++++ Material to process ++++

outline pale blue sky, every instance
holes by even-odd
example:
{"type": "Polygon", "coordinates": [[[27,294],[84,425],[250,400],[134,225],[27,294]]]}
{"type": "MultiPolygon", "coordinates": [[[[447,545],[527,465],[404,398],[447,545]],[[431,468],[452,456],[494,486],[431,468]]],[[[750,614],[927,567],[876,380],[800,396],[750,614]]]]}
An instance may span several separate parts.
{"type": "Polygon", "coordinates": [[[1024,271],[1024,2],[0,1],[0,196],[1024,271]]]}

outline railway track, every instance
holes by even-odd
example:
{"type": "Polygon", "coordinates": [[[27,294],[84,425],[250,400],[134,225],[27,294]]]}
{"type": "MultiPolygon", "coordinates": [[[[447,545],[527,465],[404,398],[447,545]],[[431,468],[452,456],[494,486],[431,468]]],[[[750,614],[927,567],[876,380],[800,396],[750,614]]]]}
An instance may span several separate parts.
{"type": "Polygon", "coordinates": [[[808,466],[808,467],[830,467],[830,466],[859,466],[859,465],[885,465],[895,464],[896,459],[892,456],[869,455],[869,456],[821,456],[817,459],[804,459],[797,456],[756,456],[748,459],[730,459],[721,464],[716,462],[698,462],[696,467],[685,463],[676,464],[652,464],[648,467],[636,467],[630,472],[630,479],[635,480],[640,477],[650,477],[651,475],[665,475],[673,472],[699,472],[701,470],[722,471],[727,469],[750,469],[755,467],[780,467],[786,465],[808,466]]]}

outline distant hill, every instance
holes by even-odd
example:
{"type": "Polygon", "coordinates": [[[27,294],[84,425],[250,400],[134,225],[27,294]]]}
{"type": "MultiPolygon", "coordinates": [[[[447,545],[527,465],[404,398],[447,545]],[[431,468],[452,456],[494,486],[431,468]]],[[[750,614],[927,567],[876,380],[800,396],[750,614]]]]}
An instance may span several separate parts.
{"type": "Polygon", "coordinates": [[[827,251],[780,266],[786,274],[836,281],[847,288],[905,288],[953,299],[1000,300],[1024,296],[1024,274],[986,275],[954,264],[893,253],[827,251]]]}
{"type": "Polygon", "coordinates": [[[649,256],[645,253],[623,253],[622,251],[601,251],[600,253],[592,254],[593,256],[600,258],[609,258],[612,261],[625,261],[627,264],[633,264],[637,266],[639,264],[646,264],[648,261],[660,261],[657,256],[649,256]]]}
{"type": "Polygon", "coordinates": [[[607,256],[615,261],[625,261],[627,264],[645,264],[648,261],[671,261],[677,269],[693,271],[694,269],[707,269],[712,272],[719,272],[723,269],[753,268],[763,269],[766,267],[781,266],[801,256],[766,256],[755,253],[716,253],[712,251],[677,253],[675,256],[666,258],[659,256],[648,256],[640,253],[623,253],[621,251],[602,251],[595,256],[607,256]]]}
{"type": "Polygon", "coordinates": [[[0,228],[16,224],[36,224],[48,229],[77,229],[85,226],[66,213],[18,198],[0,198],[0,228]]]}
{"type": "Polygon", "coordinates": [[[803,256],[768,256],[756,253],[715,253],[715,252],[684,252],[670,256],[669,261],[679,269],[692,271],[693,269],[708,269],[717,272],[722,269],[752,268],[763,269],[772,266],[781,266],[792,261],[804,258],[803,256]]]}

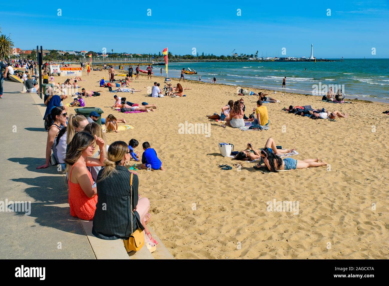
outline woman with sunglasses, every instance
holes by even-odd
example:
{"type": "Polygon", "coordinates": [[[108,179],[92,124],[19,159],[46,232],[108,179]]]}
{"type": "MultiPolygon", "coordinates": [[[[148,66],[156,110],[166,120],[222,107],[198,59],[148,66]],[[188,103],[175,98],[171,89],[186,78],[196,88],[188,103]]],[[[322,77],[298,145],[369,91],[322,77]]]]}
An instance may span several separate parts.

++++

**The request**
Extract each line from the entries above that contains the word "outline", copying it in full.

**Exercise answer**
outline pale blue sky, every instance
outline railway track, every instance
outline distant hill, every instance
outline woman with sunglasses, every instance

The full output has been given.